Montag calls the authorities, and two men arrive with a machine to pump Mildred’s stomach. The technicians are very casual and cavalier as they handle Mildred's procedure, which Montag finds to be incredibly unsettling. When he asks why they didn't send doctors, they tell him there just aren't enough to keep up—they get nine or ten cases a night like this. Eventually Mildred seems rejuvenated, and she wakes the next morning with no memory of the night before.
In the coming days, Montag sees Clarisse around the neighborhood, and they begin to develop a friendship. She starts to leave him small gifts that show her appreciation of the natural environment around them—flowers, chestnuts, preserved leaves. One day, Montag tells her warmly that she makes him feel a bit like a father. As they grow closer, she reveals more of her observations about the world: that other people don't talk to each other about anything, that nobody likes to go outside, that other children are violent and scare her.

__SUPPLIED RECORDS__:
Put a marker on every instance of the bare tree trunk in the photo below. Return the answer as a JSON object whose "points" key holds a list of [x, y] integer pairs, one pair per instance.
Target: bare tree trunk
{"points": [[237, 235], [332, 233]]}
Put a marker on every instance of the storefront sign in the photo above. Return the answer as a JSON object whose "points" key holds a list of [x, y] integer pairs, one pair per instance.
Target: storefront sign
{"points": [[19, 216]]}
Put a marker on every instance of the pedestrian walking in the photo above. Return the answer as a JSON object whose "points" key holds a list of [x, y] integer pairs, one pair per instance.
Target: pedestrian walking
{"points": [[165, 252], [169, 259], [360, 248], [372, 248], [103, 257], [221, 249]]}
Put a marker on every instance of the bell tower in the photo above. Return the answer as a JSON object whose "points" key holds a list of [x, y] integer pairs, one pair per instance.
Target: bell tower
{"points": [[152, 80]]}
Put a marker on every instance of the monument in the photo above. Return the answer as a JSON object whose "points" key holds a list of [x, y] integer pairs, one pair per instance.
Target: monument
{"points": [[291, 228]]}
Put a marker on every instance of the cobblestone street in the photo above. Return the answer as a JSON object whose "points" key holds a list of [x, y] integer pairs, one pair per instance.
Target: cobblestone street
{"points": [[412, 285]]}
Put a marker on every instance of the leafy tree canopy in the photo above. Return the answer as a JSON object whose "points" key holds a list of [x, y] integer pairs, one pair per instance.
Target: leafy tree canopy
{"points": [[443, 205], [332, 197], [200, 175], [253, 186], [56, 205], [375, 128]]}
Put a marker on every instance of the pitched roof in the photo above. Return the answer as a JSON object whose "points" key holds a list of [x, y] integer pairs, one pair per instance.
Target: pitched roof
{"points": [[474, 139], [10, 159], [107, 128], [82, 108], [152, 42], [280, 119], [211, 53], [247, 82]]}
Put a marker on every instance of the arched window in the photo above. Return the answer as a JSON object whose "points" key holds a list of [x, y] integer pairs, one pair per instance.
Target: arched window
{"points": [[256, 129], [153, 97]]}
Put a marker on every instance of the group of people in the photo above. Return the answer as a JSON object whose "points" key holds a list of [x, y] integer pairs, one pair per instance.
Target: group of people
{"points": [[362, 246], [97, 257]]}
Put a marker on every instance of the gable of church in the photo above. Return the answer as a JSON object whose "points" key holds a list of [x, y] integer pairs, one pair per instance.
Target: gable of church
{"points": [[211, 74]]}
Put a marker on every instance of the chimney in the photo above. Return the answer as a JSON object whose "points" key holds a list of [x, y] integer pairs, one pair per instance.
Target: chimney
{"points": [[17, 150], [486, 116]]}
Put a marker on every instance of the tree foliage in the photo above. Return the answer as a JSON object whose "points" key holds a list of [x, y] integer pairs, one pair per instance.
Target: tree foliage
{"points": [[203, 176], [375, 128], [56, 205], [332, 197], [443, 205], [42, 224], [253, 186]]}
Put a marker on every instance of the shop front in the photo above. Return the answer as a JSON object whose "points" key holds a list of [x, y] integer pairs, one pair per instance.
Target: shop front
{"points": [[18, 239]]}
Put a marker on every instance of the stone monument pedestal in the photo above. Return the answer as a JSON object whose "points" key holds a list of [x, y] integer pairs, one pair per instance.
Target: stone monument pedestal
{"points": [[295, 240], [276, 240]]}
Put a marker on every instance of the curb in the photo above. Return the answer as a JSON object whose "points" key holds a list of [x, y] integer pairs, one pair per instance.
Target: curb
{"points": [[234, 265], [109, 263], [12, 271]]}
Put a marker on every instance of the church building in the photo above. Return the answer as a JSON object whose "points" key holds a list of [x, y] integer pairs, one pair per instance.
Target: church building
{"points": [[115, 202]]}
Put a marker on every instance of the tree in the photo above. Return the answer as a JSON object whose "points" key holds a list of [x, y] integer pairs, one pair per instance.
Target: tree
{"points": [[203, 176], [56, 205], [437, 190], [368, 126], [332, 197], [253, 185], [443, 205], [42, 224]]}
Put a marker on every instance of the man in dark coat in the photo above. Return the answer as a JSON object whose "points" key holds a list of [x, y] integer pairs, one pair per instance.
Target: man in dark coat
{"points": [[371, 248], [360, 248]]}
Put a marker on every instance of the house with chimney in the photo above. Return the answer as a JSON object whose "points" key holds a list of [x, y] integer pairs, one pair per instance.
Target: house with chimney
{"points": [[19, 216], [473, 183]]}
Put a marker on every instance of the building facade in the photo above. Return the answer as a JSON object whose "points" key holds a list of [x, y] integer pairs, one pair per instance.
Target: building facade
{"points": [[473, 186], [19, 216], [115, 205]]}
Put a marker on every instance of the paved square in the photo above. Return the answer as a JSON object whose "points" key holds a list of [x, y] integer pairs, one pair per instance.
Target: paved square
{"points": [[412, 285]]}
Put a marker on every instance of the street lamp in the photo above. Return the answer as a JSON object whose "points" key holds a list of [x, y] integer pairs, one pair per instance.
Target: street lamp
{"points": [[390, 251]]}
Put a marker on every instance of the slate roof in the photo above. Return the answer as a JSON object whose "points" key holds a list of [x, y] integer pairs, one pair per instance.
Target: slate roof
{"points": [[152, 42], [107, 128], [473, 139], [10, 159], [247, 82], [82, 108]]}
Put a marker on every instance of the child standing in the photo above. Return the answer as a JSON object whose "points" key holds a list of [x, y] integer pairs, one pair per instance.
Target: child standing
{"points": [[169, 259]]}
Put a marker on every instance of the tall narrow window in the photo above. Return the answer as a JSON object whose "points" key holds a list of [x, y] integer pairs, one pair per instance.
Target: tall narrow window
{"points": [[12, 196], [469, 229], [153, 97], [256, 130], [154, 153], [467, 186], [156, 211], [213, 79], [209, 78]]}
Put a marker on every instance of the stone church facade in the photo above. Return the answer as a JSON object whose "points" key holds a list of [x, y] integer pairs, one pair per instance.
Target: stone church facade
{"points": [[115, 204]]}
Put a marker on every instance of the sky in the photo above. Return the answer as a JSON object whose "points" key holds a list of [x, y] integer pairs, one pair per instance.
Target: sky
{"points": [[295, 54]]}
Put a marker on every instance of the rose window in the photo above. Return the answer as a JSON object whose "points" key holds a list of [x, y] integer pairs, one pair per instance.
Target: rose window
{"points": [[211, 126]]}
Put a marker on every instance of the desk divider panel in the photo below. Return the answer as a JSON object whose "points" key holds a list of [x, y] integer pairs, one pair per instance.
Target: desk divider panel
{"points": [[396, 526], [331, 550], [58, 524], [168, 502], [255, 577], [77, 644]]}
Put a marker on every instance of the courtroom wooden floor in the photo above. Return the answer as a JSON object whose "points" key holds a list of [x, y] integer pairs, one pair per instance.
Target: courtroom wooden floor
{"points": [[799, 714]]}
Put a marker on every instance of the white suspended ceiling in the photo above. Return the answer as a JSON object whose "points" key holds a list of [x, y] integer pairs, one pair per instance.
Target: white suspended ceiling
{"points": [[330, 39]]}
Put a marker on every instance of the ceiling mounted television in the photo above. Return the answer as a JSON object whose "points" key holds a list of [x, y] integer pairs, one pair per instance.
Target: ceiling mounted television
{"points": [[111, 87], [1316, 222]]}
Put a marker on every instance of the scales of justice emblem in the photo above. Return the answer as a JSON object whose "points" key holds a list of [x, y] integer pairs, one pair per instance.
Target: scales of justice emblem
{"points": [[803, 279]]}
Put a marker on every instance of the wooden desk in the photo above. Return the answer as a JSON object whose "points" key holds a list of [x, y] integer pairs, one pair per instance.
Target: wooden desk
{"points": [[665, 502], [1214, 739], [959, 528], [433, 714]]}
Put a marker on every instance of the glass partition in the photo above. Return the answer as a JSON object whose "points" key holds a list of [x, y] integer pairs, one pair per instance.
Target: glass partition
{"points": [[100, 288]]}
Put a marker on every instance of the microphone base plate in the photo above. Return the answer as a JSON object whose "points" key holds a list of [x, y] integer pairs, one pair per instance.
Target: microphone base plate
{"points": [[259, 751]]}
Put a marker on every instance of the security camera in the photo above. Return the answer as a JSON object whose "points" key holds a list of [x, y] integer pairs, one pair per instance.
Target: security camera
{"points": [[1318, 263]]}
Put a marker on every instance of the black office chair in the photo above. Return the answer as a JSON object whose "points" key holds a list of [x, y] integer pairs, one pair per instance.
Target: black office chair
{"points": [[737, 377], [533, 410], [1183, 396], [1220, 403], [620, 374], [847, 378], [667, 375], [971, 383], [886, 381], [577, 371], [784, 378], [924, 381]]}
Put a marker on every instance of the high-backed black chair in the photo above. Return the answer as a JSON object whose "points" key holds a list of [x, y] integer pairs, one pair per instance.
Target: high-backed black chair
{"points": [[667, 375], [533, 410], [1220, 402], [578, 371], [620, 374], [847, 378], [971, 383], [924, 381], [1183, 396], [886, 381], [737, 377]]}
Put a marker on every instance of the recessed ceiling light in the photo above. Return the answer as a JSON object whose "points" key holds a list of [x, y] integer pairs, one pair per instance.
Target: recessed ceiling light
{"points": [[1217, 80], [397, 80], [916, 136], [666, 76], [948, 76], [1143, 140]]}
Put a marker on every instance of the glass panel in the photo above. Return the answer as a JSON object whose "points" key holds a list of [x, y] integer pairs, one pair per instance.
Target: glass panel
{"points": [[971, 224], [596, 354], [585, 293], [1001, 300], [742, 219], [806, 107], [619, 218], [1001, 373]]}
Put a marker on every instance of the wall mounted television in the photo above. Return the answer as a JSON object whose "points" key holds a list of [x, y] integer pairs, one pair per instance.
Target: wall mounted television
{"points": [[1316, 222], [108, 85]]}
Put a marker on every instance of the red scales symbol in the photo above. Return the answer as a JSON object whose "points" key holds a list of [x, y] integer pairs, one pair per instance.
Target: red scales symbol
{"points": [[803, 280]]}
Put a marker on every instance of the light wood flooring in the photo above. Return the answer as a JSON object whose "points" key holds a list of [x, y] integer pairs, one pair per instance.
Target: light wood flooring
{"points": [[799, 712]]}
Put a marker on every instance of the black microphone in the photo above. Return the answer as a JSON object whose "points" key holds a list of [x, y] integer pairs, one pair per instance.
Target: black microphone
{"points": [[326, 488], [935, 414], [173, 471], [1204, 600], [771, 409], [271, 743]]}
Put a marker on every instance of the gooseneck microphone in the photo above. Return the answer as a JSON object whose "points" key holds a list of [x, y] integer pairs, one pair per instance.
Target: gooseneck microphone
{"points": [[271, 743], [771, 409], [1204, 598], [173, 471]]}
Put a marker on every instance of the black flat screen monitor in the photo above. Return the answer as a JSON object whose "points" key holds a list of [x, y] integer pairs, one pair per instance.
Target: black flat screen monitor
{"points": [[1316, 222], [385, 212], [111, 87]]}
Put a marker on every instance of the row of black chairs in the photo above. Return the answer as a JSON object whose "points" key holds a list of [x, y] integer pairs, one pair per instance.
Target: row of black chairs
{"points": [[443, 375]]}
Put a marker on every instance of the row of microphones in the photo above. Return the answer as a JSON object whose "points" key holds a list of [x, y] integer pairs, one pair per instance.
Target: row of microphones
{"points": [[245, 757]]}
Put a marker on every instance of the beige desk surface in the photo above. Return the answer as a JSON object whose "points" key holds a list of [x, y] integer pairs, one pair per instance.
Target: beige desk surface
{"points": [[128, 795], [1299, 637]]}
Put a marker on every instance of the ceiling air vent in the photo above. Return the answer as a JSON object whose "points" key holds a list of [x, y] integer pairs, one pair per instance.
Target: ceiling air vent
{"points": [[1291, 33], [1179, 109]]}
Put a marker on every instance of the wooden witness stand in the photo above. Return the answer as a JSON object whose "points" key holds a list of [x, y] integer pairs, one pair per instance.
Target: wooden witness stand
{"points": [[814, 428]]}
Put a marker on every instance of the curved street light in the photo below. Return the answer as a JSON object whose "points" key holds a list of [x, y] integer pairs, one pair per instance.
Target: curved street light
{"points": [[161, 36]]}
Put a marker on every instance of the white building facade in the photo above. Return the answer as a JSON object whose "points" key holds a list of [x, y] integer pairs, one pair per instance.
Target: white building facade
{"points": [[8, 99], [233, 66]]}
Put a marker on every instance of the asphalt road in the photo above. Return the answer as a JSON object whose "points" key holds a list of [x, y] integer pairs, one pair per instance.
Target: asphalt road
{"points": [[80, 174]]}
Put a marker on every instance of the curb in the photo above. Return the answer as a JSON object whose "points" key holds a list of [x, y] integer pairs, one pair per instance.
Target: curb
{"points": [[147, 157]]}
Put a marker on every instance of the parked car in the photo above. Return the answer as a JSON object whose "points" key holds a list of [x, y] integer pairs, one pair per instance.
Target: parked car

__INSTRUCTION__: Repeat the plot summary starting at "In the coming" and ending at "and scare her.", and switch "chestnuts" to "acorns" wherever it appears.

__COMPLETE OUTPUT__:
In the coming days, Montag sees Clarisse around the neighborhood, and they begin to develop a friendship. She starts to leave him small gifts that show her appreciation of the natural environment around them—flowers, acorns, preserved leaves. One day, Montag tells her warmly that she makes him feel a bit like a father. As they grow closer, she reveals more of her observations about the world: that other people don't talk to each other about anything, that nobody likes to go outside, that other children are violent and scare her.